(A run of records)
□ □ □

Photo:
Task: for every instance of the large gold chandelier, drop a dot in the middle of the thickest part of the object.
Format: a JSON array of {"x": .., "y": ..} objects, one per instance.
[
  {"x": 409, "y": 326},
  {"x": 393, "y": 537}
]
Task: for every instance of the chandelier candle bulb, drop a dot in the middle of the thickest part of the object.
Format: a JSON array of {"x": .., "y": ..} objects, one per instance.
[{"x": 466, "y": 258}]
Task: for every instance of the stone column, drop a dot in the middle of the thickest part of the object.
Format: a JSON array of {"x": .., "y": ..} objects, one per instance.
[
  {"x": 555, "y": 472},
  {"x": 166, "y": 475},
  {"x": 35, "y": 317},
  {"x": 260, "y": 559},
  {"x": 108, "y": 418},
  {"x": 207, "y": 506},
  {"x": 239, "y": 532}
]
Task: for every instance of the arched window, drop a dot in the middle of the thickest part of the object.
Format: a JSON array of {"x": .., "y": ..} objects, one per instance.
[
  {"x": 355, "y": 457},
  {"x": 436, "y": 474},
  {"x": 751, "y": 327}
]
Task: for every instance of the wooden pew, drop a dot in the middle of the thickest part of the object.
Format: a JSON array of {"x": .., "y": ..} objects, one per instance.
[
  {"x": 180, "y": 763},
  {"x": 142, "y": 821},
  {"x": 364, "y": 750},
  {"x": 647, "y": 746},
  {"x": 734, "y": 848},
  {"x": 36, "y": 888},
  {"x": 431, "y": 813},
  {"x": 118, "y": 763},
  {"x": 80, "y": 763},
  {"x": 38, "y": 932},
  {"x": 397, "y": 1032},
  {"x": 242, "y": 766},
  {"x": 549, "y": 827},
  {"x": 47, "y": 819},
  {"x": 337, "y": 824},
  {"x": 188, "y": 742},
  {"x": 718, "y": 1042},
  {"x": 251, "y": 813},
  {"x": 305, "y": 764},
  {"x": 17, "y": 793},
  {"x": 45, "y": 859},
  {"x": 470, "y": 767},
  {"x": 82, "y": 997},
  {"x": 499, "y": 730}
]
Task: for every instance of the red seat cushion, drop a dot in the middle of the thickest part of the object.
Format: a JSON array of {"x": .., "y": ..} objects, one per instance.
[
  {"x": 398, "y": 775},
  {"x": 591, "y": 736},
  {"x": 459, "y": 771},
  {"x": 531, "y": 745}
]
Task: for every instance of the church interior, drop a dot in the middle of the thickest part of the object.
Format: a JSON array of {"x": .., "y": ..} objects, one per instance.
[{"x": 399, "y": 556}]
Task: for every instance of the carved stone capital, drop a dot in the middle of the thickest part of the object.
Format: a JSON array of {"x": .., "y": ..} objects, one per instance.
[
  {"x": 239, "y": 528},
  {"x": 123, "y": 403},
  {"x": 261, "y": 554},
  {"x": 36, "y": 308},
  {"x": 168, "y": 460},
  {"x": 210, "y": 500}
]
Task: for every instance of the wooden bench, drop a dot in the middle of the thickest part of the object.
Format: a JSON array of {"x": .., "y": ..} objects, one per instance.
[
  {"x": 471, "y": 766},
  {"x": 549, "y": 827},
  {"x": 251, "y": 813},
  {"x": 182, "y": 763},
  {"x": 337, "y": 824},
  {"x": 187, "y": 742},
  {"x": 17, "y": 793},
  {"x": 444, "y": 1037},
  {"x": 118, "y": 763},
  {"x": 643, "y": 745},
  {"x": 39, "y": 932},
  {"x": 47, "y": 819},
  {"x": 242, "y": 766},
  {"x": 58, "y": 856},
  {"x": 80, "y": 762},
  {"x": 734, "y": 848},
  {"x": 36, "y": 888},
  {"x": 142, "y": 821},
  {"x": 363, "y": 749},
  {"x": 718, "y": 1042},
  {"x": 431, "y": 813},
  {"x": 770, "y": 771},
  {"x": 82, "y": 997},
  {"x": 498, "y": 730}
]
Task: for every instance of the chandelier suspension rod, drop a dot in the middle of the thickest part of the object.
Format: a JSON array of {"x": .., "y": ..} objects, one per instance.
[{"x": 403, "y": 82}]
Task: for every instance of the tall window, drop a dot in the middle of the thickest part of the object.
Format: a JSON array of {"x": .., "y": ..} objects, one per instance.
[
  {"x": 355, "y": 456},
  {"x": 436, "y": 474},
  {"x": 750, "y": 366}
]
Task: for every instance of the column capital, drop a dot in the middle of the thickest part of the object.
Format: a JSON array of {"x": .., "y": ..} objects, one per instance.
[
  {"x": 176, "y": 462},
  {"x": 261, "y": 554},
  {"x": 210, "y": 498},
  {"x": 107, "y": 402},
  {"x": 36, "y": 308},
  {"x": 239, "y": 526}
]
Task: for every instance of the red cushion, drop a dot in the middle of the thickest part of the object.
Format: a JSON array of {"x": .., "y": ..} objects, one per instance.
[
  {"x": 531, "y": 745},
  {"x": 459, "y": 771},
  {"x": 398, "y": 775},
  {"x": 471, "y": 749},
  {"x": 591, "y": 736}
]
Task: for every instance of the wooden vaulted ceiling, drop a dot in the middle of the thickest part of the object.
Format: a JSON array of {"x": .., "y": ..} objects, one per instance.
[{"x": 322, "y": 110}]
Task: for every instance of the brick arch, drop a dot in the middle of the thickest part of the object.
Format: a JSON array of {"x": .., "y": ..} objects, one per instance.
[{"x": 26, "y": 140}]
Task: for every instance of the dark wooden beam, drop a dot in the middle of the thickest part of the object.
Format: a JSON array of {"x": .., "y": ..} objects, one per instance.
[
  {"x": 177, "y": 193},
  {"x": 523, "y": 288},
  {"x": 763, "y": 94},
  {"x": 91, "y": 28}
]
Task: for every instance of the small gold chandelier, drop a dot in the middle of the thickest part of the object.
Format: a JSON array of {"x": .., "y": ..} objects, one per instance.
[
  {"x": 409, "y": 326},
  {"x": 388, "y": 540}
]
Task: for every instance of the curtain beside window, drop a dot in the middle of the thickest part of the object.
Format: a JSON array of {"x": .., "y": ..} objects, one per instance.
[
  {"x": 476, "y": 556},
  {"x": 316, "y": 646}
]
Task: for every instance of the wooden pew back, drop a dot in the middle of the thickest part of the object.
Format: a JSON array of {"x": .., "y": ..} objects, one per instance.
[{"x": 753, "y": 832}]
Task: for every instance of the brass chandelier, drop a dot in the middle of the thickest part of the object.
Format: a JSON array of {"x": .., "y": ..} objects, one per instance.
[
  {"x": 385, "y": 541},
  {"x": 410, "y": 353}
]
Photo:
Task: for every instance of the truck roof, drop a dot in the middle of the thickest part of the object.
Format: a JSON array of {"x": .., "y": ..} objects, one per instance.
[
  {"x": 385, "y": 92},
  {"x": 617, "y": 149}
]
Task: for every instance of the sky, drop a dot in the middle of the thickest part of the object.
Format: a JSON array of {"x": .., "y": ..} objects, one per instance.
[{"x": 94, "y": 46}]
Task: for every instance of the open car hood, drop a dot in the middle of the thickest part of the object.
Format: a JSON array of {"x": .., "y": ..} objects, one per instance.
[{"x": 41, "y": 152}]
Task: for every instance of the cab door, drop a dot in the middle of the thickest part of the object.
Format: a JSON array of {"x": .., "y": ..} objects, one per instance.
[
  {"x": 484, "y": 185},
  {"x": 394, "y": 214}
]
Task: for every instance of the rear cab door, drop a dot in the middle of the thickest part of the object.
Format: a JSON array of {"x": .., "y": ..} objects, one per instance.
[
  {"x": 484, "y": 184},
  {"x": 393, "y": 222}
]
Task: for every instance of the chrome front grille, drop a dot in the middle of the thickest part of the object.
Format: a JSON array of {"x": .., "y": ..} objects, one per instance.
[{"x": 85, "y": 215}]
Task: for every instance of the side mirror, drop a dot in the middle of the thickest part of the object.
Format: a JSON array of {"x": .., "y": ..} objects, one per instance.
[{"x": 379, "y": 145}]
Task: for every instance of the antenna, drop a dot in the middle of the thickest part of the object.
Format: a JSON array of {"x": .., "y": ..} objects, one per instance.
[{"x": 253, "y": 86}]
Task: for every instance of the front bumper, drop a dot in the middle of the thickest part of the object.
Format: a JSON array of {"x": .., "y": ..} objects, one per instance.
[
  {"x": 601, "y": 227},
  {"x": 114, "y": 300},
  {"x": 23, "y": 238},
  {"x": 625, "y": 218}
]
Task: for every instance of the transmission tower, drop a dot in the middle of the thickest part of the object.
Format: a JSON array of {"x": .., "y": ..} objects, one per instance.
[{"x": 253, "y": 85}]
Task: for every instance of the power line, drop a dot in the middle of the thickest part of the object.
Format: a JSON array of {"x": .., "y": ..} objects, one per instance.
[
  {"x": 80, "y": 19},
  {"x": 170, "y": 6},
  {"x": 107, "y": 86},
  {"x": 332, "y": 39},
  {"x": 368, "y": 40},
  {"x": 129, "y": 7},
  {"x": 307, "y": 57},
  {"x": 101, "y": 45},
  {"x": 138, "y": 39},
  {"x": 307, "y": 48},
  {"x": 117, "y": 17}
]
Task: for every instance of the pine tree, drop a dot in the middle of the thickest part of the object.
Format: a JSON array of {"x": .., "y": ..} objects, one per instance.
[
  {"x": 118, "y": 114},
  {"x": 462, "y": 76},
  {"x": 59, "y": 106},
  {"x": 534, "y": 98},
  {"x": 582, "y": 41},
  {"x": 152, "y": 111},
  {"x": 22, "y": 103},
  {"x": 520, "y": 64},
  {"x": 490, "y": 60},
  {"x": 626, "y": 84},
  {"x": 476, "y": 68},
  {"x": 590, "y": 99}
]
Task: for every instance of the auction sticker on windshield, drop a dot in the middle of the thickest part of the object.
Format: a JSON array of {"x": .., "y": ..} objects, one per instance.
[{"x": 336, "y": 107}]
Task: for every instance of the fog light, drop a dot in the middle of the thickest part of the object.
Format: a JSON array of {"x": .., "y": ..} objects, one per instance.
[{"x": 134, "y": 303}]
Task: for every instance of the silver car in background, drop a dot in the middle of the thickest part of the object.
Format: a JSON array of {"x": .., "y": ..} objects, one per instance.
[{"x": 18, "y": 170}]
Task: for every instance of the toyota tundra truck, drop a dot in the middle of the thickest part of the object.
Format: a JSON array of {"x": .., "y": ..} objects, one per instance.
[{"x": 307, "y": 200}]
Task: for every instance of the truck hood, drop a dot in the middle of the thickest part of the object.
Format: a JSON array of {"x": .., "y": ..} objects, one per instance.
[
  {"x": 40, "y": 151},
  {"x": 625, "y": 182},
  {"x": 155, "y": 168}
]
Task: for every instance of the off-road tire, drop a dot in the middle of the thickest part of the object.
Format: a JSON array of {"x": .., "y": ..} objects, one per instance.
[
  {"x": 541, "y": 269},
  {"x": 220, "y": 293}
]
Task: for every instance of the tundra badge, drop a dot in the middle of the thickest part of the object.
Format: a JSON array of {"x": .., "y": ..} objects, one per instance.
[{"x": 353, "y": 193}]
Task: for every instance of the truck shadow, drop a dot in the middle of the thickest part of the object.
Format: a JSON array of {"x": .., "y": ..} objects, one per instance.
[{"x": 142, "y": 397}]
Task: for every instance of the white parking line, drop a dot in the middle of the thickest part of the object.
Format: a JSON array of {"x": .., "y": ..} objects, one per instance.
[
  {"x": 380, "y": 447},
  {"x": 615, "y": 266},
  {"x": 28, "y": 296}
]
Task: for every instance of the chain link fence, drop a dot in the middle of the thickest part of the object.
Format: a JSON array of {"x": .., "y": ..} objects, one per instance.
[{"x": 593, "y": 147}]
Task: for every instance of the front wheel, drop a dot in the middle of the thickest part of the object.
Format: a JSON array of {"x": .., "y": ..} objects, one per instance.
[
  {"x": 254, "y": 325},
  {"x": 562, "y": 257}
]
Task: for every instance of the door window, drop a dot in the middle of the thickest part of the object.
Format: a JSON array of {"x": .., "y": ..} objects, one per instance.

□ □ □

## Your goal
Take the line holding "Task: for every instance of the chain" and all lines after it through the end of the data, and set them down exactly.

## Answer for the task
Task: for every instance of the chain link fence, drop a dot in the middle of the thickest part of the object.
Format: a JSON array of {"x": .., "y": ..} objects, one per instance.
[{"x": 593, "y": 147}]
Task: for every instance of the front wheel, drop a dot in the middle of the thickest part of the object.
Format: a JSON array of {"x": .., "y": ..} objects, one per instance.
[
  {"x": 254, "y": 325},
  {"x": 562, "y": 257}
]
Task: for every instance of the door window, drop a dot in the middle of the thickest part of the object.
Format: a JSON array of {"x": .., "y": ..} objects, one per instance.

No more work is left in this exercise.